GIVEN INSTRUCTION:
Pull out every line in the records below that contains the string "walkway".

DATA LINES:
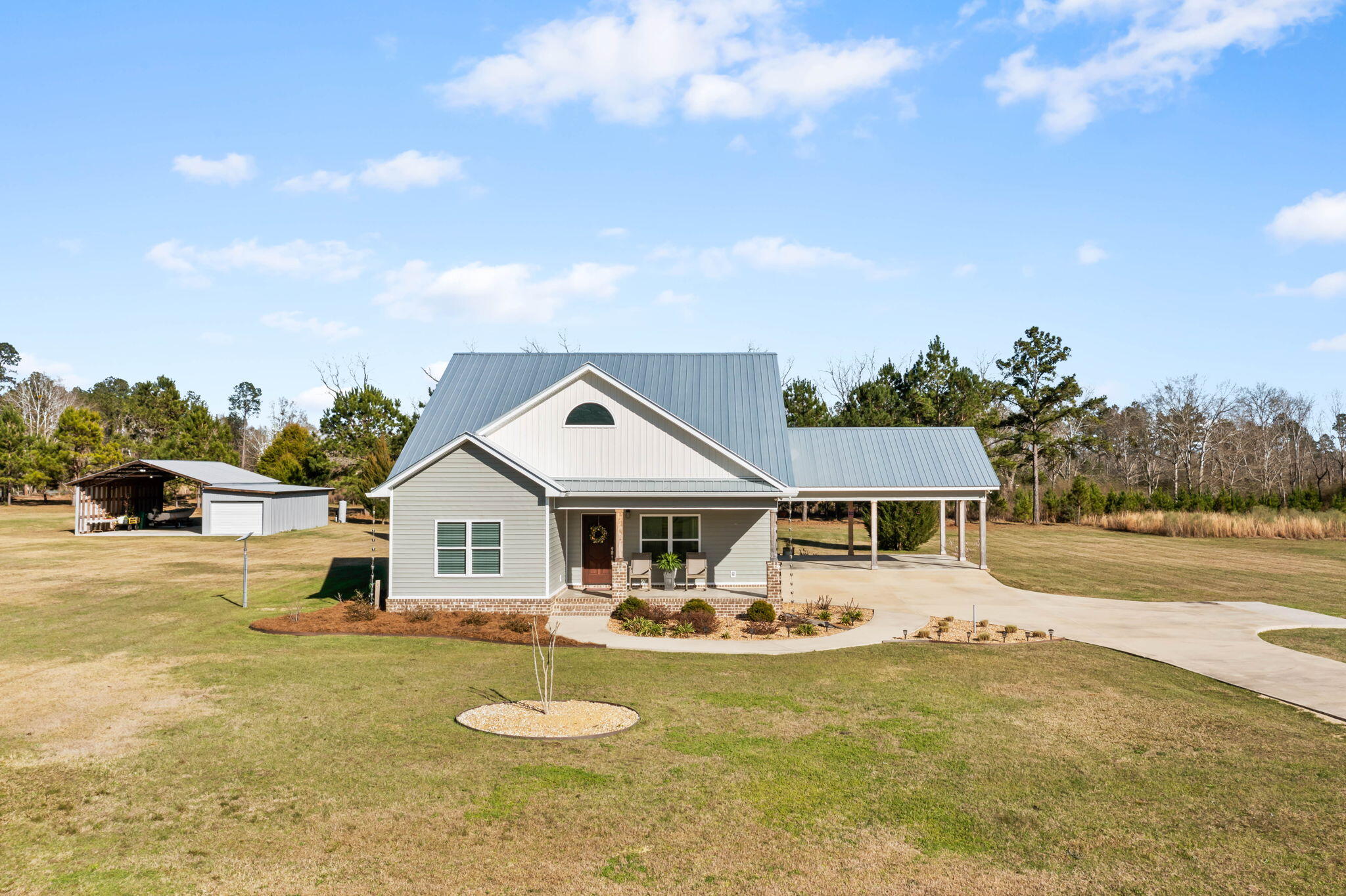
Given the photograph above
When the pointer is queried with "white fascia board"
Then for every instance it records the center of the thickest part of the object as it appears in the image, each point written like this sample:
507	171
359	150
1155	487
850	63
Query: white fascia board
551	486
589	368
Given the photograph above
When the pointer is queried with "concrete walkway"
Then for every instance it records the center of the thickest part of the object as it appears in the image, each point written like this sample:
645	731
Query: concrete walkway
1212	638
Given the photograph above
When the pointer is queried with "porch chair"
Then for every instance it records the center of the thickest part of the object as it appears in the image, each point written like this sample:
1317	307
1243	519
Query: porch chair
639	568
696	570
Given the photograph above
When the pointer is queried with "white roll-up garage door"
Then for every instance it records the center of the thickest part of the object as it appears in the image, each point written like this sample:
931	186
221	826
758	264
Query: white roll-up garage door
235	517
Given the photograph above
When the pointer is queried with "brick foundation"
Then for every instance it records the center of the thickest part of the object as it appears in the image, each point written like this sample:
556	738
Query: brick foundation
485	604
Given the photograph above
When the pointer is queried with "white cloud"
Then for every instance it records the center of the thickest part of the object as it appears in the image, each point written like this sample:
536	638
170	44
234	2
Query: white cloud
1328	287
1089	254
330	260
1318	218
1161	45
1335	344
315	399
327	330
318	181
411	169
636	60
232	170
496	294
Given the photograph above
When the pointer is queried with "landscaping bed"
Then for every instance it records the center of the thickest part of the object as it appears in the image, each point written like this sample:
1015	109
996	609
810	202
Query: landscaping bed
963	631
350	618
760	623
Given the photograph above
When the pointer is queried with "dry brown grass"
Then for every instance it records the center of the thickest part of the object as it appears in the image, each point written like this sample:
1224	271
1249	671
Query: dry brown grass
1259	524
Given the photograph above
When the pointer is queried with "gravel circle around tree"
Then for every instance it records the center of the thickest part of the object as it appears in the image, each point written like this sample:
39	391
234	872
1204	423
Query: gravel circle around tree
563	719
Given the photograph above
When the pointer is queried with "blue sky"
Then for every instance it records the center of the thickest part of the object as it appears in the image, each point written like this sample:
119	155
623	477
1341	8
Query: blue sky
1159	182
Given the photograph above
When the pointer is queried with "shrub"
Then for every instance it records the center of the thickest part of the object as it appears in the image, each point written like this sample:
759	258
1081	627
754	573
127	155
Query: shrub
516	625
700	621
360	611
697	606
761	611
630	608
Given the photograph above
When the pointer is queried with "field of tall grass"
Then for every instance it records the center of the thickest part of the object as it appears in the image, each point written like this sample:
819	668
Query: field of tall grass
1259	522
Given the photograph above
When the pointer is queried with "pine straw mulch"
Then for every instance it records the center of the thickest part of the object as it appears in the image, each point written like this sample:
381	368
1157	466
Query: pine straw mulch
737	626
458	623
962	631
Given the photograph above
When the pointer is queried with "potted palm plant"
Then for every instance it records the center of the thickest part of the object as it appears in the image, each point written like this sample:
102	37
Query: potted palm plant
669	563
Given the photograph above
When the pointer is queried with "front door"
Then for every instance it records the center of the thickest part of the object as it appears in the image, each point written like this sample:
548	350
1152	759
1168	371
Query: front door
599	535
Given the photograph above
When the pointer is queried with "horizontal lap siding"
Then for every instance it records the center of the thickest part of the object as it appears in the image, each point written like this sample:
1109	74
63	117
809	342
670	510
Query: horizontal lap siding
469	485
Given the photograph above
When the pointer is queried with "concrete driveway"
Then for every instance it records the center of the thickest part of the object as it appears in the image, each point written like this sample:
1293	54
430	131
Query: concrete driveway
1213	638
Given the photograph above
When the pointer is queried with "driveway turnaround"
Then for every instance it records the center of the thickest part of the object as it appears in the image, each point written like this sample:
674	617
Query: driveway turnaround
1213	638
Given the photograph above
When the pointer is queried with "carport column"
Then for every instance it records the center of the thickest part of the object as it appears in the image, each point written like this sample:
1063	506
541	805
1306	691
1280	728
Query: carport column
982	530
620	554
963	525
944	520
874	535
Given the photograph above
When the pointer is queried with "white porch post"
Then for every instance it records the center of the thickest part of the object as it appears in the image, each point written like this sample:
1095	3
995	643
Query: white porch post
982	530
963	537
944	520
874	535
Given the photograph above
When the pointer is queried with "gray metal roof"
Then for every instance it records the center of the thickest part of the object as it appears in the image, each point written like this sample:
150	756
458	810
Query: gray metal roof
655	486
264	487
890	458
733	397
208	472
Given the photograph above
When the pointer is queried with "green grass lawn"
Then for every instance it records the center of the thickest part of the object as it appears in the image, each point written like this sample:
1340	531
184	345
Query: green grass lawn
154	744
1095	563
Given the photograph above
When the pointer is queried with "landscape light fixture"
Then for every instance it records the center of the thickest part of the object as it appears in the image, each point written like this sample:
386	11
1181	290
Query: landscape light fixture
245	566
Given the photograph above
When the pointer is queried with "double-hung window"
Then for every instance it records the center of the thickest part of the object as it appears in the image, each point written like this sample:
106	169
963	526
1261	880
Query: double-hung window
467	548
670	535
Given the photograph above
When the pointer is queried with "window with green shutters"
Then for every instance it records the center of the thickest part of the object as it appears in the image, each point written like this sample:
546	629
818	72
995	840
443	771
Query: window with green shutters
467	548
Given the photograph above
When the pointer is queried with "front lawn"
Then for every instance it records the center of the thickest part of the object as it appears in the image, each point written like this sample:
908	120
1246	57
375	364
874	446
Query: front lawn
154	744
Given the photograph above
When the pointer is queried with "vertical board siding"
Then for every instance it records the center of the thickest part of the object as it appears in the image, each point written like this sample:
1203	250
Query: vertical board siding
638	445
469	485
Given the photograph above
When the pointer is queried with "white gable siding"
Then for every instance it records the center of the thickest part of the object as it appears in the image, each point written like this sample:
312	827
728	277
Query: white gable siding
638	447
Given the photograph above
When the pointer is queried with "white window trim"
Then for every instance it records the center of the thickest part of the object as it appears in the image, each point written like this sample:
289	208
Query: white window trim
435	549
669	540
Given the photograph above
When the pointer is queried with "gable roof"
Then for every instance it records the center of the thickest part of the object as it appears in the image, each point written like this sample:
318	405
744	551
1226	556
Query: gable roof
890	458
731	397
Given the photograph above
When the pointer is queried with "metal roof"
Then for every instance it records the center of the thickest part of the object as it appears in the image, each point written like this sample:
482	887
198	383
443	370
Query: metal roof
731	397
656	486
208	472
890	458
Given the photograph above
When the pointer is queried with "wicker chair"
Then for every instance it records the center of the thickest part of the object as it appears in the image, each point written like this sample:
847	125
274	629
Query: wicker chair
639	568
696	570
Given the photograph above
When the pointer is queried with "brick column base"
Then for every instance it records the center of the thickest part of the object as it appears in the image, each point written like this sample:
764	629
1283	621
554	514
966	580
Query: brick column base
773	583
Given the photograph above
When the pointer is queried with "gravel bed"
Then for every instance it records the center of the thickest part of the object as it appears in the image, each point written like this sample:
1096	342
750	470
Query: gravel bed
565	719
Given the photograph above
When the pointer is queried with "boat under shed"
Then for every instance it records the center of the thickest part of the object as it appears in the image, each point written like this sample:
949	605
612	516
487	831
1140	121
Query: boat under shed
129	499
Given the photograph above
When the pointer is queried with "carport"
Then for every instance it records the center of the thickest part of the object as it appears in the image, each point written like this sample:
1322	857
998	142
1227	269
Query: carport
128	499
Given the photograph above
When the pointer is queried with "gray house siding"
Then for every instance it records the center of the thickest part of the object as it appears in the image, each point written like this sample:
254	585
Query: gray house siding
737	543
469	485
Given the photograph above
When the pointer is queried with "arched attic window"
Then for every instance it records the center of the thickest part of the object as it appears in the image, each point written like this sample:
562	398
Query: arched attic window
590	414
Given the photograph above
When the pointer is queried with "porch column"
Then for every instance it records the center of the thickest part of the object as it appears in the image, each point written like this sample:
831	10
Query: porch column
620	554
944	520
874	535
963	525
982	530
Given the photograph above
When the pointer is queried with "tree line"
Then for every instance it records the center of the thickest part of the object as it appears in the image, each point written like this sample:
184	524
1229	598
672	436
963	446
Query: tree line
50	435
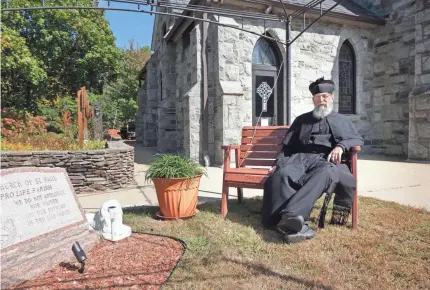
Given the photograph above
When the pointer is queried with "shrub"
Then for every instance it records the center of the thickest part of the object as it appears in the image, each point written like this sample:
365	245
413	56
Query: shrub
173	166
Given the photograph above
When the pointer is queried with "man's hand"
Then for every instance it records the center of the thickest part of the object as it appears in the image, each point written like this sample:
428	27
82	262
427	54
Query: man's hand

--

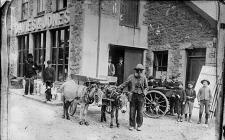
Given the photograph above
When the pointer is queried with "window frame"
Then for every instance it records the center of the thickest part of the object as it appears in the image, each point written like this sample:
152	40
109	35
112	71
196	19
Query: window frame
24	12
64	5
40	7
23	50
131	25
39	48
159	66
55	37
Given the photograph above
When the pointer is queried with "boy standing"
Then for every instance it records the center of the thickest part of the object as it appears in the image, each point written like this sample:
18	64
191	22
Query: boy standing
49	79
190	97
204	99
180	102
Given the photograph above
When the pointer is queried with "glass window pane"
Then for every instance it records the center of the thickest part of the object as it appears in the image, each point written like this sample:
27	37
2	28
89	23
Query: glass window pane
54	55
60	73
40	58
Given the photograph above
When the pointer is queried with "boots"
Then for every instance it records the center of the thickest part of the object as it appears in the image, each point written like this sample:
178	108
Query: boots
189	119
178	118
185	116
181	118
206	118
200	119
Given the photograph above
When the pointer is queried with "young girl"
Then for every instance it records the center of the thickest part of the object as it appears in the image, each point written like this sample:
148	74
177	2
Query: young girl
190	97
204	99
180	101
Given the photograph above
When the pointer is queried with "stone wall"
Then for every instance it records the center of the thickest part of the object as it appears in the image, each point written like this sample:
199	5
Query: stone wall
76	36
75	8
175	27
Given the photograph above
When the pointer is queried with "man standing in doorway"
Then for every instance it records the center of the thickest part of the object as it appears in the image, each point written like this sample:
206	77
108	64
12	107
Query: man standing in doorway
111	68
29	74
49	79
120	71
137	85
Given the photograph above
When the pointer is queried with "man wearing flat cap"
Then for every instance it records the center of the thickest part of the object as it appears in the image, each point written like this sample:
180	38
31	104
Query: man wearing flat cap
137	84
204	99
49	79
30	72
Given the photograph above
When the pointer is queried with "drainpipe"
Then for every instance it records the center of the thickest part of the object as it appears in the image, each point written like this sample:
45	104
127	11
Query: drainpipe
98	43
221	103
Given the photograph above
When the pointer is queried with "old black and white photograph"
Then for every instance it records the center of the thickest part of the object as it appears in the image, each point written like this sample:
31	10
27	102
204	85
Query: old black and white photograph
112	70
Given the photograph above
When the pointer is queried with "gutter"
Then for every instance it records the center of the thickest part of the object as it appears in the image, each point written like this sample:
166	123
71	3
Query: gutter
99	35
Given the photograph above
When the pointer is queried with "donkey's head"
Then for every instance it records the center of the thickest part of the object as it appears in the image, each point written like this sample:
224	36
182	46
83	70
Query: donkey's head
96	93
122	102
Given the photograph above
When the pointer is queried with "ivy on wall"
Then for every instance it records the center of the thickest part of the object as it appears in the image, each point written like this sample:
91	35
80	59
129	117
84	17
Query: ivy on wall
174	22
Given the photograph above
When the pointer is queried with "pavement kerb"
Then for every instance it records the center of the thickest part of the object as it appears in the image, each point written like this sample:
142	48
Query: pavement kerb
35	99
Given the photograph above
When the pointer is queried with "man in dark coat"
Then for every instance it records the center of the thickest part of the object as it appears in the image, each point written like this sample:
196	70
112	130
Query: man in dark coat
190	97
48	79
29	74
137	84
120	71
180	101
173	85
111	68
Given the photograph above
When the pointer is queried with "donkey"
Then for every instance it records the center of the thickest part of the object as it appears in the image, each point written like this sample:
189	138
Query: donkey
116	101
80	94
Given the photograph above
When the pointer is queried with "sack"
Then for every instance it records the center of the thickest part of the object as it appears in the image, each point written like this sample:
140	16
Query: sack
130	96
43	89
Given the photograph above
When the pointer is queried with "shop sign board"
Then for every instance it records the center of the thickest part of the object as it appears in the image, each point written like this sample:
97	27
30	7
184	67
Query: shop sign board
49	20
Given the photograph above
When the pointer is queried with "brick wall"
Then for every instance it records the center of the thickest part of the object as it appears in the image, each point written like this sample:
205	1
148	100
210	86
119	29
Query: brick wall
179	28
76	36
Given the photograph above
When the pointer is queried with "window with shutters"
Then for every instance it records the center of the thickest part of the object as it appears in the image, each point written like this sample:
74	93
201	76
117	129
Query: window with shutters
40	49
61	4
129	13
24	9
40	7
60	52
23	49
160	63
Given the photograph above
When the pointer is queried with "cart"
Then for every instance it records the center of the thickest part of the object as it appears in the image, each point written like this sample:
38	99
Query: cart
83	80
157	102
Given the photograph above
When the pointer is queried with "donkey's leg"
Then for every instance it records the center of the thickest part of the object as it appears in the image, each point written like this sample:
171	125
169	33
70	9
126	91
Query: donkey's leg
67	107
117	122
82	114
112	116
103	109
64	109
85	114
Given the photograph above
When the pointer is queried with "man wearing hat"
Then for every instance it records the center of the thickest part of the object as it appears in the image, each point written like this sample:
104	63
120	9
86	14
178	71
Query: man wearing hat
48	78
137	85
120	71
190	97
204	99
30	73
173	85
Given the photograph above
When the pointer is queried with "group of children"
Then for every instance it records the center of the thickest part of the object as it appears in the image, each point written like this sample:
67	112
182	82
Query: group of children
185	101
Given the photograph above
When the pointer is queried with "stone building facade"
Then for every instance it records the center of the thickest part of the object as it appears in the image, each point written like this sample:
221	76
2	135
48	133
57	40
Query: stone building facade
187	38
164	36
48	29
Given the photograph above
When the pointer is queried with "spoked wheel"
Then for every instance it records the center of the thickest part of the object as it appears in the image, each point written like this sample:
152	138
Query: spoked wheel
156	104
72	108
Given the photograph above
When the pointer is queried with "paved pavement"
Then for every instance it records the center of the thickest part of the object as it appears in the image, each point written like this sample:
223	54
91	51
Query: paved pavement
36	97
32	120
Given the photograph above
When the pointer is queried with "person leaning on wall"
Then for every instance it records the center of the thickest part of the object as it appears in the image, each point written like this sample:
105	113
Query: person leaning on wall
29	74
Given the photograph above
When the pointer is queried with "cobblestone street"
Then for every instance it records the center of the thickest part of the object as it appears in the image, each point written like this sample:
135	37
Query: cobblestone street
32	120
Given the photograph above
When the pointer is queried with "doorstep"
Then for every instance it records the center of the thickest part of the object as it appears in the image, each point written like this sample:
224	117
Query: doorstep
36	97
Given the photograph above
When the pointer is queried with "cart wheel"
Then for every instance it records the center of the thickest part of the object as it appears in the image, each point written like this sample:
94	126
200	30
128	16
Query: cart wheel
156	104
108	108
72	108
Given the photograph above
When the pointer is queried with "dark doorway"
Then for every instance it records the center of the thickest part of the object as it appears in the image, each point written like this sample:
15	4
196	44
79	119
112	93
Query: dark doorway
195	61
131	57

==

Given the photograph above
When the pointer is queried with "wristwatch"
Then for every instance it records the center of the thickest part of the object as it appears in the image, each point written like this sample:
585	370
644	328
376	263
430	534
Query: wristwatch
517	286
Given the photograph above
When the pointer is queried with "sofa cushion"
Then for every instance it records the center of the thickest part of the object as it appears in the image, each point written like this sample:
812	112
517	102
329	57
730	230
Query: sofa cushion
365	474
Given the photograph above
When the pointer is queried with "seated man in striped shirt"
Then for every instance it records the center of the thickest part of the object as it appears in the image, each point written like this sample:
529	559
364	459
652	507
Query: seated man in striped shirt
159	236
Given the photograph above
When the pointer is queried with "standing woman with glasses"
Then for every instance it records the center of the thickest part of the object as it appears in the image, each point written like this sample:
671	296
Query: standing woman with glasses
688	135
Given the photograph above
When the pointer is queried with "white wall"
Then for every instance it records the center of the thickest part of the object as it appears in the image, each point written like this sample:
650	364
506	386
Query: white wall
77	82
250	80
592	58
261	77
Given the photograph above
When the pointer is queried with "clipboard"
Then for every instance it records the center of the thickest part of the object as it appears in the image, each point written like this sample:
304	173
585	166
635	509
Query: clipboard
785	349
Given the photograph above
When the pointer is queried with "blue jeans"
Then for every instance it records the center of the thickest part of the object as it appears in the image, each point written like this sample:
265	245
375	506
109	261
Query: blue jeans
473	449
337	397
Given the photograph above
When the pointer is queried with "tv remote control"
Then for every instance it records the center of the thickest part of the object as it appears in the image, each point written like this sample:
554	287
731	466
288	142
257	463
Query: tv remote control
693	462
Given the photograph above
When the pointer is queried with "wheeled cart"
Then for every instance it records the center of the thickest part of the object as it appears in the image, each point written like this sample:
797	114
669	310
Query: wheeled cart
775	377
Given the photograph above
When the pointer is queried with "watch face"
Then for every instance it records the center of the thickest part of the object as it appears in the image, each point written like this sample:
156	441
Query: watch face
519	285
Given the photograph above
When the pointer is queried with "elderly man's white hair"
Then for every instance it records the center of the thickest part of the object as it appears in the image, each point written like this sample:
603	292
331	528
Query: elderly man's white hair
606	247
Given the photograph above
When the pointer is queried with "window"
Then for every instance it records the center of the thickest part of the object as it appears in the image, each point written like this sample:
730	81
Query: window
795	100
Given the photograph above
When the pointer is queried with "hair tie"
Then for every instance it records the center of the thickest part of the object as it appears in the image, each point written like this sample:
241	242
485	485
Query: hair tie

CORRECT ANSWER:
When the pointer is queried with "concrete walkway"
Query: concrete walkway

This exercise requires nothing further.